GIVEN PROBLEM: Can you reproduce the data below verbatim, starting with the line that contains "Would you please pick out the pavement" and going on through the line that contains "point(393, 594)", with both of those lines included?
====== GIVEN DATA
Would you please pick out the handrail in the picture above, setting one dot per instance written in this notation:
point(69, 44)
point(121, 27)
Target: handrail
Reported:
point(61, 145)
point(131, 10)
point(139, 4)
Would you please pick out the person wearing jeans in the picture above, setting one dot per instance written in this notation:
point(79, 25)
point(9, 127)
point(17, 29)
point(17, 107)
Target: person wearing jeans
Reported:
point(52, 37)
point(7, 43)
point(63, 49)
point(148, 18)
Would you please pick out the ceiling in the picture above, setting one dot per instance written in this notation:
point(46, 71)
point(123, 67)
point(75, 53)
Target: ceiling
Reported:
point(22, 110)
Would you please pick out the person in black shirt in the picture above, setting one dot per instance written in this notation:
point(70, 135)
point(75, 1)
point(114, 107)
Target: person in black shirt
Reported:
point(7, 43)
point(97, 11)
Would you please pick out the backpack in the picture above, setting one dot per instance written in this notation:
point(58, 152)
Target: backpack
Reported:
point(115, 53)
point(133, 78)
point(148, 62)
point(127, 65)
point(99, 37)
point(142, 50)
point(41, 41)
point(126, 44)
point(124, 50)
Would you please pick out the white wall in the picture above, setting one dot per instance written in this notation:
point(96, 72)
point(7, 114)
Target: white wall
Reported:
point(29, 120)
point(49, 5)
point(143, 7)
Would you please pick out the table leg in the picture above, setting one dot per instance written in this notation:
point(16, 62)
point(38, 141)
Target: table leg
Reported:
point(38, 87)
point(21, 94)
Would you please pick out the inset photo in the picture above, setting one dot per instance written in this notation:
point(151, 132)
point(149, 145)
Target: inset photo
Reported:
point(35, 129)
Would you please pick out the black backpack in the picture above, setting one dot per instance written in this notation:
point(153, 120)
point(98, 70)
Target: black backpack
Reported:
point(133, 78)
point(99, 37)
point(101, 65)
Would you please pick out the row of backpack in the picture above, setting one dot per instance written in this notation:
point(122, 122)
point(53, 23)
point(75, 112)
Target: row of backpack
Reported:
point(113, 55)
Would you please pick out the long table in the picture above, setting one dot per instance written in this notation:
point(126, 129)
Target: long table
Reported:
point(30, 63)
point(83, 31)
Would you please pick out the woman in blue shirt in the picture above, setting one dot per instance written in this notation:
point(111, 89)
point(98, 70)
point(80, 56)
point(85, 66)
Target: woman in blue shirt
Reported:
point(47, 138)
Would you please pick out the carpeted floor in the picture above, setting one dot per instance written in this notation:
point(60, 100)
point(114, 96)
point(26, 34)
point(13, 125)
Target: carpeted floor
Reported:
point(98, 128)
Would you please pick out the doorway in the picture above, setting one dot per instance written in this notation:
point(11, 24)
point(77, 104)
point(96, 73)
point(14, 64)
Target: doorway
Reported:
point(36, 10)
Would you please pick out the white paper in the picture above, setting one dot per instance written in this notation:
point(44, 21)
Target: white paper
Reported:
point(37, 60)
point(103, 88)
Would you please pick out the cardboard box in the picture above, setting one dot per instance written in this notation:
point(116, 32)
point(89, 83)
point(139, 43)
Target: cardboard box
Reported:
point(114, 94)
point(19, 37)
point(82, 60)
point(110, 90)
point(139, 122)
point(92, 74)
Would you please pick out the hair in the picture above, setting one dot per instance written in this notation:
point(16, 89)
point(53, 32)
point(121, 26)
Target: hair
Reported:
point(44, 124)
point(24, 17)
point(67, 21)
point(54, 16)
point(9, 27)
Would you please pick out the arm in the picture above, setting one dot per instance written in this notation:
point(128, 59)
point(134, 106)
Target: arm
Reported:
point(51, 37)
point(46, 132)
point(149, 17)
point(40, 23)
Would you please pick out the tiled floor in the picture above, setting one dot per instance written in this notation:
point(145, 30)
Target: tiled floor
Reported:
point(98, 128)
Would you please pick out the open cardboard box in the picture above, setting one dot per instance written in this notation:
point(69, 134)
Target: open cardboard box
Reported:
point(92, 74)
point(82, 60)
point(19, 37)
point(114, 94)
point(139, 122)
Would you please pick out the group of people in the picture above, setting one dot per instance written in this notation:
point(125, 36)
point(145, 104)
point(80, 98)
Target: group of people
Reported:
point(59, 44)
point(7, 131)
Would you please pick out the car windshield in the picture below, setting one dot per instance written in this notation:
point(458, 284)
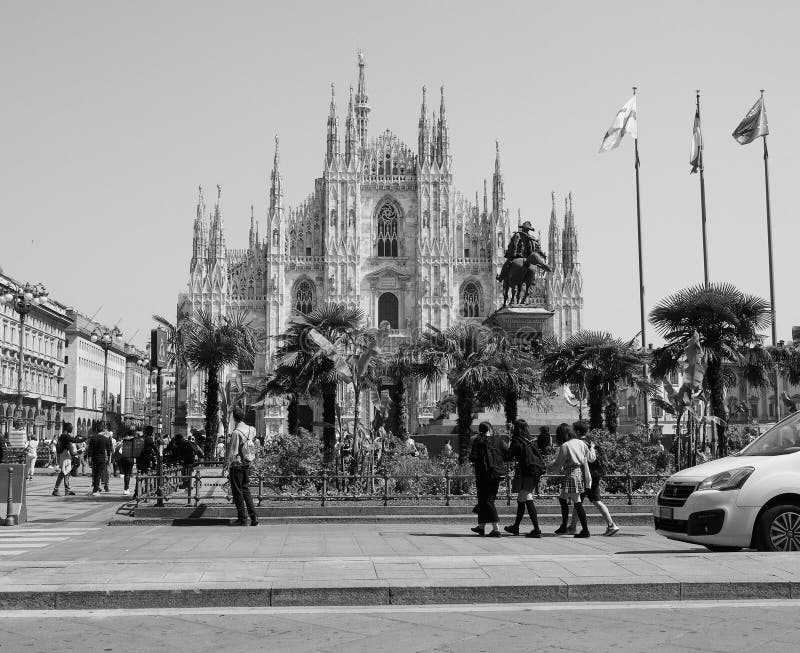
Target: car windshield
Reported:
point(782, 438)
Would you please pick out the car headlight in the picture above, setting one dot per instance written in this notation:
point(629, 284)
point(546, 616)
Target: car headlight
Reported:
point(733, 479)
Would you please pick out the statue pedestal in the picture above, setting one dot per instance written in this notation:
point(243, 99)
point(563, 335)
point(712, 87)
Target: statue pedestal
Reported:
point(523, 323)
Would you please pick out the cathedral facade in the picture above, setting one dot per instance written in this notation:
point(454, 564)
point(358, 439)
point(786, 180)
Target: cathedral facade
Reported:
point(385, 229)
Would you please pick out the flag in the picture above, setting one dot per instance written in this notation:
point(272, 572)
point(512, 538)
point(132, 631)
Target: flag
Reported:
point(624, 123)
point(753, 125)
point(696, 156)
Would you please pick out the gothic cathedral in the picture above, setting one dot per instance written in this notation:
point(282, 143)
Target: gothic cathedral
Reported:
point(383, 229)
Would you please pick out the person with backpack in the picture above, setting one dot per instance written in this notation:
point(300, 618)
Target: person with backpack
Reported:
point(596, 459)
point(241, 454)
point(529, 468)
point(487, 457)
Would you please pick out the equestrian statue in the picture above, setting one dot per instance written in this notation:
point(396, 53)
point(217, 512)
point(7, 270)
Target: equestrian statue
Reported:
point(523, 255)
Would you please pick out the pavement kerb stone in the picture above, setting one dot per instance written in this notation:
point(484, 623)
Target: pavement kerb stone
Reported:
point(393, 594)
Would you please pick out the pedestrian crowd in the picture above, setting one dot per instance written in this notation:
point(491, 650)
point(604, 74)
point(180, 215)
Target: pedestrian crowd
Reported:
point(578, 461)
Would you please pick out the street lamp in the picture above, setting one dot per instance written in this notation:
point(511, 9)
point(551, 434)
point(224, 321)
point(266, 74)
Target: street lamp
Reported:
point(105, 338)
point(22, 300)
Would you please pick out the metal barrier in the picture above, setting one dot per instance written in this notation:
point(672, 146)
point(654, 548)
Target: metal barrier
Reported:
point(384, 488)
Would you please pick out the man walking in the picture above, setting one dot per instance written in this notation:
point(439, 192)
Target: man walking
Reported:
point(241, 453)
point(596, 467)
point(99, 453)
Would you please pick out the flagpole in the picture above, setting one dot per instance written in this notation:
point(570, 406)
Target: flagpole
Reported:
============
WRITTEN REPLY:
Would you please pick out the pavement kerb stone in the picture above, setting one dot per instance written in this notation:
point(484, 623)
Target: pavement kerb stone
Reported:
point(393, 594)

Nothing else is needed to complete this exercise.